Input>

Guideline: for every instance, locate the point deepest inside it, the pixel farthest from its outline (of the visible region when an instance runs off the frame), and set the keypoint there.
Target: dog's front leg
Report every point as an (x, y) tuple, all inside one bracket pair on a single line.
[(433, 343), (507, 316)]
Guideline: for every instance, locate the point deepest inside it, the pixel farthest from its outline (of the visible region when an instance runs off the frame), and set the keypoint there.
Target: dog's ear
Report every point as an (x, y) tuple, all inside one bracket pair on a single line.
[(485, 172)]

Written request> Print out the whole listing exactly as it appears.

Written response>
Guideline: for every instance, locate the point deepest inside it, the pixel farthest from its outline (of the visible region when an instance runs off the frame), and set the keypoint there.
Target: dog's front leg
Report every point as an (x, y) tuple, all inside one bracket pair on a single line.
[(433, 343), (507, 316)]
Guideline: for every instance, locate the point deepest inside it, the pixel farthest from its outline (of the visible region when an instance runs off the frame), and set the keypoint there.
Target: dog's ear
Report every point as an (x, y) tuple, all inside one bracket pair on a single line.
[(485, 172)]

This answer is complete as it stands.